• **Passage**
+-------+

Sunday, November 25, 2018

Hannah Yilma - Ethiopian activist, refugee, United Nations diplomat. 1943 – 2018. A personal tribute by Lesley Abdela

 


Hannah Yilma - Ethiopian activist, refugee, United Nations diplomat. 1943 – 2018




A personal tribute by Lesley Abdela

Hannah Yilma was a good friend for five decades. She was brave and cheerful no matter what life was throwing at her (and it did, in quantities). She was kind and funny and warm and passionate about politics. Hannah was quietly elegant with a wicked chuckle.

Born in Ethiopia, Hannah told me about happy times spent with her Father riding through their coffee plantation on horse-back when she was 14 or 15 years old. In this year of the 100th anniversary it is worth mentioning Hannah’s  parents knew Sylvia Pankhurst who lived in Ethiopia from the 1950s. Hannah’s Father helped support the monthly journal, Ethiopia Observer, in which Sylvia reported on Ethiopian life and development. Hannah’s Mother was Elisabeth Workeneh, her Father, Yilma Deressa was  Ethiopia’s Ambassador to the United States and Minister of Finance, at the time of Emperor Haile Selassie.

I first met Hannah in the 1960s when she came to London to attend St Godric’s Secretarial College. We met through mutual friends. She lived with a British family in Surrey who knew her Father through major agricultural business in Ethiopia. I remember admiring the  long light tweed winter dress she wore. It was under-stated quietly elegant with a pink coloured bodice and plaid checked skirt in the same pink with milky coffee beige. I went out and bought an identical dress.

The fact Hannah was at Secretarial College is ironic. She was dyslexic. Much of Hannah’s  life was a kaleidoscope of contradictions.   She looked well-behaved, demure and lady-like. Beneath she was unconventional.   In the swinging sixties she shared a flat in London with a couple of other friends.  One was Maggie Wolf. Maggie married Richard Mason, author of ‘The World of Suzie Wong’ on which the film of that name was based. Maggie and Richard moved to  Rome. Hannah was a frequent visitor.

Activist

Hannah’s  life changed after the Dergue government took power in Ethiopia in 1975. Following the ousting of Emperor Haile Selassie, her Father was imprisoned with other ministers and members of the Emperor’s family. The Communist dictatorship  executed and imprisoned tens of thousands of its opponents without trial.

Hannah  became active in the opposition movement against the military regime.
She and her cousin Dereje Deressa formed the Ethiopian Democratic Union (EDU) and ran the  opposition radio station, “Voice of United Ethiopia” hostile to the military regime. She married the celebrated Ethiopian writer Sibhat Gebre-egziabher.

After threats of assassination  Hannah and her young son Iyassu were rescued secretly by a pilot in a small plane and flown  across the border to safety.  She and her husband lived apart from then on.  Hannah never talked much to me about her husband. Their  relationship, their marriage, and their publication ventures are said to be described in a fictionalised account in the book Derasiw by author Baalu Girma. Her Father died of cancer a political prisoner in an Addis Ababa prison.( Aged 71 in January 1979.)

+-------+

• **Data for analysis**
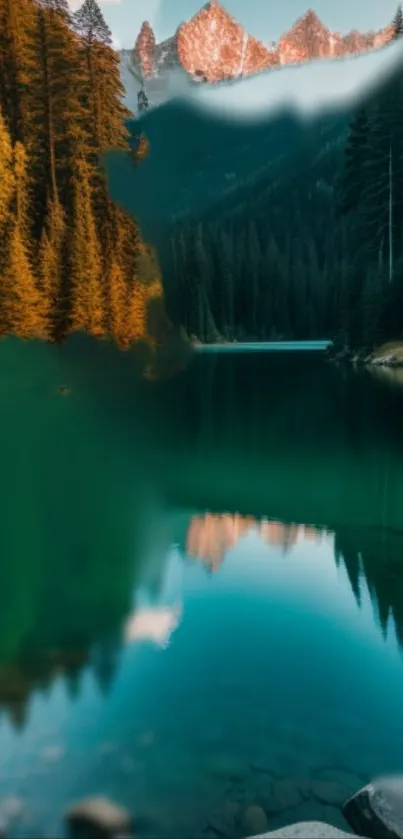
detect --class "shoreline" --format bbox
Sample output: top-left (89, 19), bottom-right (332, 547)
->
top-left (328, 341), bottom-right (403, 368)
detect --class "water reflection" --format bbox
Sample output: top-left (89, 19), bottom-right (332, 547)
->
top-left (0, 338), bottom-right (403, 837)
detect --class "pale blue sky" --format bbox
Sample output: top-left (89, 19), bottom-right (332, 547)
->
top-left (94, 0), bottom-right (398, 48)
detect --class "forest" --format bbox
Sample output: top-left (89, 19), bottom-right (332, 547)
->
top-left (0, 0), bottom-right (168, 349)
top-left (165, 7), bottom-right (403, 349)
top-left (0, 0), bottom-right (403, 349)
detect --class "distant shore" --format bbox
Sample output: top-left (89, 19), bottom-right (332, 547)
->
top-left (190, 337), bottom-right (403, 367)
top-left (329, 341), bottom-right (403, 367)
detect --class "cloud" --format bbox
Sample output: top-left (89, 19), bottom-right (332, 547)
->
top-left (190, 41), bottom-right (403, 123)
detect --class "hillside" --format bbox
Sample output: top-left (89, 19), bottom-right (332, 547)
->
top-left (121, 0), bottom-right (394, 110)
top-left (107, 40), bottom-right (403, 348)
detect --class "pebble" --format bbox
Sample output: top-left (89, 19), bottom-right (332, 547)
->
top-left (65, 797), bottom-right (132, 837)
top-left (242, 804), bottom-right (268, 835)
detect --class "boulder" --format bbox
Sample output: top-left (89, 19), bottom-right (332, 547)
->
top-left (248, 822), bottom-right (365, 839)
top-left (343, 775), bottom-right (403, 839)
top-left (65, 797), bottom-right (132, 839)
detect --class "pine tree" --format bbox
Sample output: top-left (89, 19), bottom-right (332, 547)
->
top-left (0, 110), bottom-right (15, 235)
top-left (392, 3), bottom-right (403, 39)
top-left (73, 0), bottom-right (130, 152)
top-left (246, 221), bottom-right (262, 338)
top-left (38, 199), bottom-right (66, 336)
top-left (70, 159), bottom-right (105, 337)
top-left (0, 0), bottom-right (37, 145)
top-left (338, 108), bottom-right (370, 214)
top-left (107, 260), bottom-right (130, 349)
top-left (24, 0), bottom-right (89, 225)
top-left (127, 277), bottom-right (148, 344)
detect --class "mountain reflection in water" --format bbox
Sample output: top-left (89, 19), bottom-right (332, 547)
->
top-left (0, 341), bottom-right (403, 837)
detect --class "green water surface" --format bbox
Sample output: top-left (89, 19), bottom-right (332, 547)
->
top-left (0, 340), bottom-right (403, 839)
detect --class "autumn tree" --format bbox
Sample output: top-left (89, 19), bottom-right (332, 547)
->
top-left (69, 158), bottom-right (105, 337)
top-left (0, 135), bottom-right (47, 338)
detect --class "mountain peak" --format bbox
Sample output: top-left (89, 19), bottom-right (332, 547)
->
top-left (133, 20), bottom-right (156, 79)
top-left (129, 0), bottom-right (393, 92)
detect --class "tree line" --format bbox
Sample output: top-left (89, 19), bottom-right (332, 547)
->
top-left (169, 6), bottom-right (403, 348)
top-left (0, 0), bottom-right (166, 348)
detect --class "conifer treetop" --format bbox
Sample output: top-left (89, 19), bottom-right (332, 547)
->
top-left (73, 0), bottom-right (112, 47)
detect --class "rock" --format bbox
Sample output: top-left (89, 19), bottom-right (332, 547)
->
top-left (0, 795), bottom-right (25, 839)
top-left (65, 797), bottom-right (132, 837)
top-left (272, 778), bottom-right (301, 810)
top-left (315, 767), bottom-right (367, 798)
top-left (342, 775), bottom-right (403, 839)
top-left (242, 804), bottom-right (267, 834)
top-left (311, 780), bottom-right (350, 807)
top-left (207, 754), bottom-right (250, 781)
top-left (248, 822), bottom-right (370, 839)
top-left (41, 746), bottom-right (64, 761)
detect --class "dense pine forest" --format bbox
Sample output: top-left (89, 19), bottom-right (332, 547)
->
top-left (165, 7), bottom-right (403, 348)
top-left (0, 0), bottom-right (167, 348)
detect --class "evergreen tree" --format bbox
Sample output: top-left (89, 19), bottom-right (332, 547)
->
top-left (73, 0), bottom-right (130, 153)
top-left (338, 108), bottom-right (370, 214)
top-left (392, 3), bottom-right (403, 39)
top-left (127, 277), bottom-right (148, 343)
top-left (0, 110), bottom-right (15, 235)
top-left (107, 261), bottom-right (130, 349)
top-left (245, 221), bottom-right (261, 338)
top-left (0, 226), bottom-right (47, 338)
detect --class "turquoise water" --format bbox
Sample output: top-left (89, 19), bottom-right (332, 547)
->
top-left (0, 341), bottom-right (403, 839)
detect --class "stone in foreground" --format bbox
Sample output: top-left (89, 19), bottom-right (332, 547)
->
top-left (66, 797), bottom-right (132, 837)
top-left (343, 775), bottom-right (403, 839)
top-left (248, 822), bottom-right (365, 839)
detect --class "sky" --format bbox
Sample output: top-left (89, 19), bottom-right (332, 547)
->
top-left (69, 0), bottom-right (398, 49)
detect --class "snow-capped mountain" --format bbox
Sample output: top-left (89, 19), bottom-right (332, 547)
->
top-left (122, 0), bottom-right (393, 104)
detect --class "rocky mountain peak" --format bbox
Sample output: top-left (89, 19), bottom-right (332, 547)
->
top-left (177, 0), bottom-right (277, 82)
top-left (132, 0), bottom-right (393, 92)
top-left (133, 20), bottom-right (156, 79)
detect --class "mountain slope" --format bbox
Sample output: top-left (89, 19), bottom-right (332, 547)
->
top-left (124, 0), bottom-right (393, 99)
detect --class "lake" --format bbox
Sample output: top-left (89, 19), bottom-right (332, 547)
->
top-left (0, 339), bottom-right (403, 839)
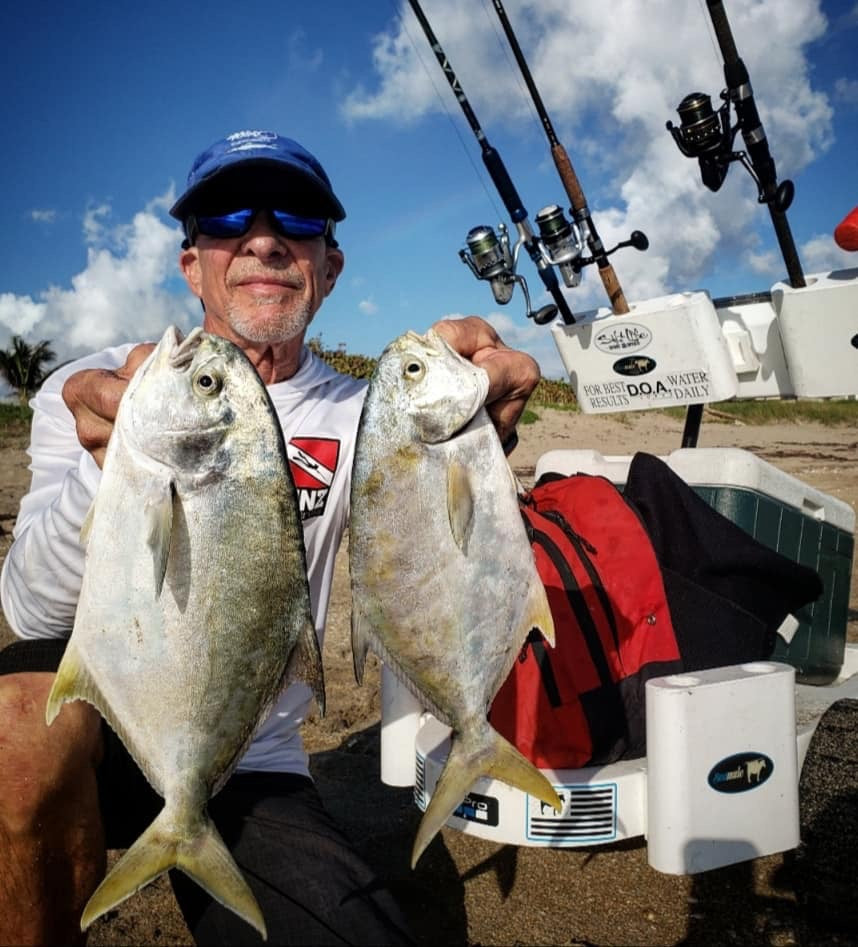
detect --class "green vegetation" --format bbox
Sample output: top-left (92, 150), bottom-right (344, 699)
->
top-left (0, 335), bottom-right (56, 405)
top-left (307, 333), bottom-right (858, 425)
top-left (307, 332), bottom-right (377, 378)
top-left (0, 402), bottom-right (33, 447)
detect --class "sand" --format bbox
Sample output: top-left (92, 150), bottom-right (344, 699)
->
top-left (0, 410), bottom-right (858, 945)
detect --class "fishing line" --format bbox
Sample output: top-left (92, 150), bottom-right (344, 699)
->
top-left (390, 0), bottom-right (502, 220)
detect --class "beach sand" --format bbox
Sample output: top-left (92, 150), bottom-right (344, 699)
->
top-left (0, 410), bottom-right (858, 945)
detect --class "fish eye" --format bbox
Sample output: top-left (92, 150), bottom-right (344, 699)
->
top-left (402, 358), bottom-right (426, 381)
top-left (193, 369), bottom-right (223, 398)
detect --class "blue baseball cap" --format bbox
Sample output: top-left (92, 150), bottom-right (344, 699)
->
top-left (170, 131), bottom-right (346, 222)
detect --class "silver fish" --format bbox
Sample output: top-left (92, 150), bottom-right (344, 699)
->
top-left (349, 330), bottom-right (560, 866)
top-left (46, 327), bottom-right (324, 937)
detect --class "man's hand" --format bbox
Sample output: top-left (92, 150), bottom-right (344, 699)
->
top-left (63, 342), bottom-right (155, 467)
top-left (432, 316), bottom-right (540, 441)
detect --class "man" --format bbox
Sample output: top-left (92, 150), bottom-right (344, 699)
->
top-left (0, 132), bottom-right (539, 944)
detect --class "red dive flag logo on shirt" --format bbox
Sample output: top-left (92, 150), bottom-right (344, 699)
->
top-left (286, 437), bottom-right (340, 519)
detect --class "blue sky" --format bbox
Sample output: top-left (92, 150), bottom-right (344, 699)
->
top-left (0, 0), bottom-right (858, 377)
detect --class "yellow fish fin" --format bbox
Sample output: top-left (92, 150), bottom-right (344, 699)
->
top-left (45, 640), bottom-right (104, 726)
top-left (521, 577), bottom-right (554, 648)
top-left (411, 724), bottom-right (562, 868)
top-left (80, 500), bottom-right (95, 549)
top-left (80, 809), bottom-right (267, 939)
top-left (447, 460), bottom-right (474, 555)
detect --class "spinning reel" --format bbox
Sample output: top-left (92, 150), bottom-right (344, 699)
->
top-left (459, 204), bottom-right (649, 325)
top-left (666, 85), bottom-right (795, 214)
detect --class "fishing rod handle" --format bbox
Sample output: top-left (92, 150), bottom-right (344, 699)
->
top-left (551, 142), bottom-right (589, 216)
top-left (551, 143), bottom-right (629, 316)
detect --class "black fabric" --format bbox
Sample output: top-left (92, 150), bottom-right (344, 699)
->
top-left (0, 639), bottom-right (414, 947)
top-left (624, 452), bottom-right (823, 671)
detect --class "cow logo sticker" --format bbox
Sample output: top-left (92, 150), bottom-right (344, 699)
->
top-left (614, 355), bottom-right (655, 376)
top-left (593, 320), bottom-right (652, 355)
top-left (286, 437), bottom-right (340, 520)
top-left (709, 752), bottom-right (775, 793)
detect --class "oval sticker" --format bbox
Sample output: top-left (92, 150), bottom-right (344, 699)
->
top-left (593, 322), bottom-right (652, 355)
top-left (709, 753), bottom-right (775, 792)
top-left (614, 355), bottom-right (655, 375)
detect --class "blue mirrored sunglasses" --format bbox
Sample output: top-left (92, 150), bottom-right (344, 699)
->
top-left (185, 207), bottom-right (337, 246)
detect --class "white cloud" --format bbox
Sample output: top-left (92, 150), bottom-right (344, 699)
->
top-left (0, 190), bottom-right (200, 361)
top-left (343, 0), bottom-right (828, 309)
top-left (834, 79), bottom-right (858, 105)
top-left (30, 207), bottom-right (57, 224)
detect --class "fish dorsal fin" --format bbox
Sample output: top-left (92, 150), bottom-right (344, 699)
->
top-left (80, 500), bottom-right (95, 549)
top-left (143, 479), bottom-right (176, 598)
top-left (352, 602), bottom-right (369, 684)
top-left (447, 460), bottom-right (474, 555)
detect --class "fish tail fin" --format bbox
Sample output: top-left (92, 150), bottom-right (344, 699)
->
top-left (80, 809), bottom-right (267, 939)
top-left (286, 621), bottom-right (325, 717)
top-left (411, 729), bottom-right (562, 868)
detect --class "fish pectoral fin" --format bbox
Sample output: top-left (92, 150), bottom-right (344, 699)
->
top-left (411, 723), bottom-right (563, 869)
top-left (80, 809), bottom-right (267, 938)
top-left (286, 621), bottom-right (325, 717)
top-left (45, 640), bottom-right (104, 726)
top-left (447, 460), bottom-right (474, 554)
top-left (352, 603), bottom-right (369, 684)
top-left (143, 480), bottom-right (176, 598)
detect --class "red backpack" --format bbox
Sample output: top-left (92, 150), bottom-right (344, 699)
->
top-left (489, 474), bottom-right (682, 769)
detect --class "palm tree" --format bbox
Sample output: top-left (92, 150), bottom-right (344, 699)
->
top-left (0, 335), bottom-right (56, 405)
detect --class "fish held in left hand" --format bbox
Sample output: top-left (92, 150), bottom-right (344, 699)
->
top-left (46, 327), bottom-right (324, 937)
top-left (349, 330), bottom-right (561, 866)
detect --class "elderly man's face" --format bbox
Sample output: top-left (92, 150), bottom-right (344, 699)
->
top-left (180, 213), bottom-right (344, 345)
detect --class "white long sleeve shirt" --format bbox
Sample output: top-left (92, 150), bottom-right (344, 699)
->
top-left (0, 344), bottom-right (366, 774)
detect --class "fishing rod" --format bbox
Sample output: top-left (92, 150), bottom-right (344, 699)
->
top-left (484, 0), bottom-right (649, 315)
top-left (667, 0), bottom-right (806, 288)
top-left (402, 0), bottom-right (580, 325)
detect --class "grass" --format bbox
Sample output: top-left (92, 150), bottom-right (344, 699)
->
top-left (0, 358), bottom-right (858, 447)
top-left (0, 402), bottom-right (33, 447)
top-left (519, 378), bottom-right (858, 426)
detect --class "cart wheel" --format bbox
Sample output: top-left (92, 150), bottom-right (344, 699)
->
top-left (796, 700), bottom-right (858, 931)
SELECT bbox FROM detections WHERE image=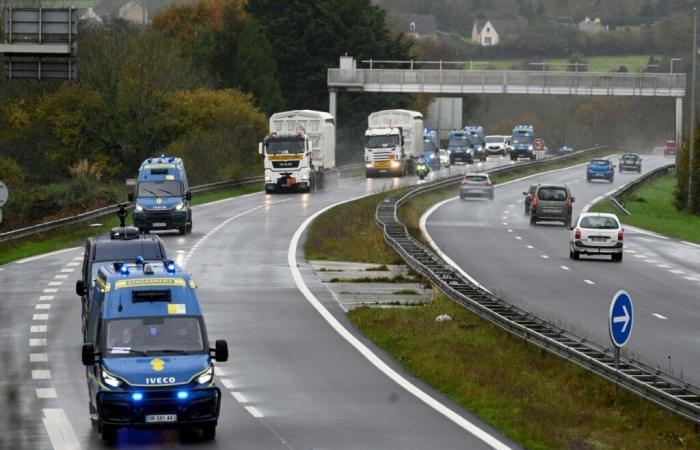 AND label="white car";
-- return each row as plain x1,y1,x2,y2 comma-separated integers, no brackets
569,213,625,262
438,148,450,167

+-------+

• **Prompt**
Repeat word for word the part of the tribute to Hannah Yilma that opens with the words containing "Hannah Yilma was" and closes with "Emperor Haile Selassie.".

• **Your solution**
Hannah Yilma was a good friend for five decades. She was brave and cheerful no matter what life was throwing at her (and it did, in quantities). She was kind and funny and warm and passionate about politics. Hannah was quietly elegant with a wicked chuckle.

Born in Ethiopia, Hannah told me about happy times spent with her Father riding through their coffee plantation on horse-back when she was 14 or 15 years old. In this year of the 100th anniversary it is worth mentioning Hannah’s  parents knew Sylvia Pankhurst who lived in Ethiopia from the 1950s. Hannah’s Father helped support the monthly journal, Ethiopia Observer, in which Sylvia reported on Ethiopian life and development. Hannah’s Mother was Elisabeth Workeneh, her Father, Yilma Deressa was  Ethiopia’s Ambassador to the United States and Minister of Finance, at the time of Emperor Haile Selassie.